◆ PROVIDED TEXT:
......
Cubby's Academic Integrity Policy
Academic integrity is foundational to how we build, how we operate, and how we think about AI in legal education.
At Cubby, academic integrity is foundational to how we build, how we operate, and how we think about AI in legal education. We've written at length about our belief that AI should enhance your thinking, not replace it. This piece is about how that principle extends to honor codes and the responsible use of course materials.
Every law school has its own honor code, and those codes serve an important purpose. They protect the integrity of your education, the value of your degree, and the trust between students and faculty.
It is every student's responsibility to understand their school's specific honor code and follow it.
Some honor codes address how professor-created materials, such as syllabi, past exams and lecture slides can be used. Some schools restrict uploading these materials to third-party platforms, while others draw the line differently. These policies vary, and it's your responsibility to understand your school's specific rules.
If your honor code restricts uploading professor materials to third-party tools, that restriction applies across the board: Cubby, ChatGPT, Claude, Gemini, NotebookLM, or any other tool. We do not condone using Cubby in any way that violates your school's academic integrity policies.
Cubby is built to be a powerful study tool regardless of what you upload. You don't need professor materials to get value from the platform.
Using your own notes and outline, Cubby generates unlimited practice exams tailored to the topics you're studying, grades your responses instantly, and creates quizzes that target the specific doctrines you're covering. Everything is grounded in your materials, so what you practice directly reflects what you'll be tested on. You also get access to over 40,000 case briefs across your courses.
Your own class notes, your own outlines, your own synthesis of the material. That's what actually builds understanding, and Cubby is designed to turn that understanding into exam performance.
We are building Cubby in close partnership with law professors who are deeply invested in how their students learn and perform. Their trust matters to us, and we design every feature with that responsibility in mind.
We also recognize that the conversation around AI and academic integrity is evolving. Schools are actively updating their policies, professors are forming their own perspectives, and students are navigating new territory. We think that's a healthy process, and we want to be a responsible part of it.
If any institution wants to understand how Cubby works, how we handle data, or how it fits within their academic integrity policies, we're always happy to have that conversation.
Know your honor code. If your school has specific policies about AI tools or the use of professor materials, follow them. If there's ambiguity, ask your dean of students or professor directly. When in doubt, err on the side of caution.
......
◆ TASKS TO PERFORM:
A - From the academic integrity policy, pull out the passage starting with "It is every" and going on through "academic integrity policies.".
B - According to the academic integrity policy, how many case briefs does Cubby give access to?
......
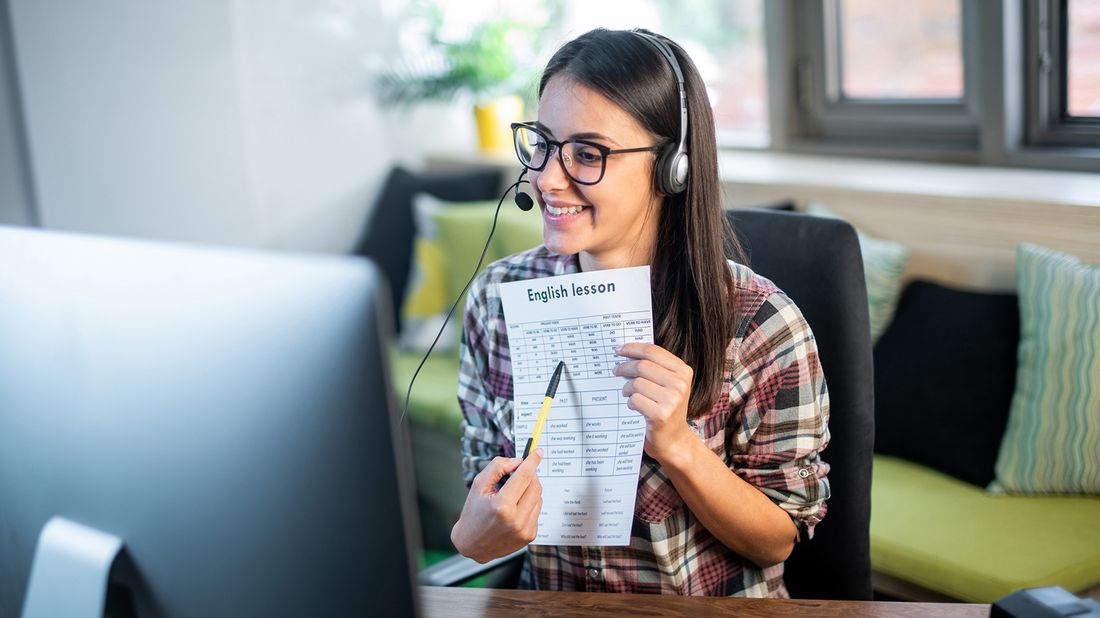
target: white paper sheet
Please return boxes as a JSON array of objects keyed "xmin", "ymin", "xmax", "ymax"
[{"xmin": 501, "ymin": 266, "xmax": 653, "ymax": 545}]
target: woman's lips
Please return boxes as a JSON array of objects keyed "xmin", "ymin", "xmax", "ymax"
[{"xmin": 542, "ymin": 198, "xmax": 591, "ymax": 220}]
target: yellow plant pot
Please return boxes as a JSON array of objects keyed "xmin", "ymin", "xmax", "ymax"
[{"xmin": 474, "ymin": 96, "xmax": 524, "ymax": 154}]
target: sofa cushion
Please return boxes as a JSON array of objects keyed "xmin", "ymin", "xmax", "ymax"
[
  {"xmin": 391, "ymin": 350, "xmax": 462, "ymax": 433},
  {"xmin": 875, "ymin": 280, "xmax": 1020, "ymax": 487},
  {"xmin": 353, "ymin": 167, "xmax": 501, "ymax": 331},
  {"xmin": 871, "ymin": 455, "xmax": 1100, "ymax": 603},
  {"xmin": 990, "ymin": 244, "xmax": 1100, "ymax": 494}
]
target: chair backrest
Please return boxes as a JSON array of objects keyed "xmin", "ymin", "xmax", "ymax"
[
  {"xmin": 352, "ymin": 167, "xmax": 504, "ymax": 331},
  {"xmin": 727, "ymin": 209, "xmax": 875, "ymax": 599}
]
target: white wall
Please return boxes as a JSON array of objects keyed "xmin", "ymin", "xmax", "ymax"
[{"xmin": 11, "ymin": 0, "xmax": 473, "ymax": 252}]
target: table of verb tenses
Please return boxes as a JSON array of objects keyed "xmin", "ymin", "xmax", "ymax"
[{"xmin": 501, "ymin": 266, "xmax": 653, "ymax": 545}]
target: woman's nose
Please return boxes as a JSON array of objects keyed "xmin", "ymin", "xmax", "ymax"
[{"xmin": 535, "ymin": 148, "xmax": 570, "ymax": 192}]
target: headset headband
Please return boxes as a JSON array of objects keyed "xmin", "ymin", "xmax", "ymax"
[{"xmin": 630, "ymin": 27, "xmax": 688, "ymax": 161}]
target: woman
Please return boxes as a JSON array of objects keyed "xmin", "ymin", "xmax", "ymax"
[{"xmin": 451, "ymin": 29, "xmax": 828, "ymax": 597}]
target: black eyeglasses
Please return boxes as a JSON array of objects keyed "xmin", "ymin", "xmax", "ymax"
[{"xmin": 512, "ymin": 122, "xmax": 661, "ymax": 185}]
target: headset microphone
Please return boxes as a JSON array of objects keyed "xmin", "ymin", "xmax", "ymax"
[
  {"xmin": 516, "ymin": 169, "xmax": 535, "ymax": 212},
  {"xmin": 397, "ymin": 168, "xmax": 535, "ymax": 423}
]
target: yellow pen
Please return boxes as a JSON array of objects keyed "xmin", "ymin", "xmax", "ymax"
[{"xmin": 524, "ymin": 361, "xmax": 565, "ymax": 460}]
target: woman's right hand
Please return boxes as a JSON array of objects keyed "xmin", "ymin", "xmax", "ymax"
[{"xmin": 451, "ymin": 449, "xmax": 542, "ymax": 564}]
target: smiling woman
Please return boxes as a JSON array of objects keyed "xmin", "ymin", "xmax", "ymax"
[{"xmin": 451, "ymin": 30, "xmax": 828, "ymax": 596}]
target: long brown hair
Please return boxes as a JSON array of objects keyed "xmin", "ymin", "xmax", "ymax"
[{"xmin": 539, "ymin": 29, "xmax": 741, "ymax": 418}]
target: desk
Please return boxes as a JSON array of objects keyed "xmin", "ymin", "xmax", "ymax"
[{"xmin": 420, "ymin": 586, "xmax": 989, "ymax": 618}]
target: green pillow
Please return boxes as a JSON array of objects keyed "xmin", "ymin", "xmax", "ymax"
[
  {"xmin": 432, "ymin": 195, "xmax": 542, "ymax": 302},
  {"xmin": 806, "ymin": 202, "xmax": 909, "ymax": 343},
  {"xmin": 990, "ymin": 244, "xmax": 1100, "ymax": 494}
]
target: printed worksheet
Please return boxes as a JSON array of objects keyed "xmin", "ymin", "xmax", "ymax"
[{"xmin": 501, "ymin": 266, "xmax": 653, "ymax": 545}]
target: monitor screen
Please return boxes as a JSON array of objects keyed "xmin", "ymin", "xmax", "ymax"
......
◆ RESPONSES:
A -
It is every student's responsibility to understand their school's specific honor code and follow it.
Some honor codes address how professor-created materials, such as syllabi, past exams and lecture slides can be used. Some schools restrict uploading these materials to third-party platforms, while others draw the line differently. These policies vary, and it's your responsibility to understand your school's specific rules.
If your honor code restricts uploading professor materials to third-party tools, that restriction applies across the board: Cubby, ChatGPT, Claude, Gemini, NotebookLM, or any other tool. We do not condone using Cubby in any way that violates your school's academic integrity policies.

B - Over 40,000 case briefs across your courses.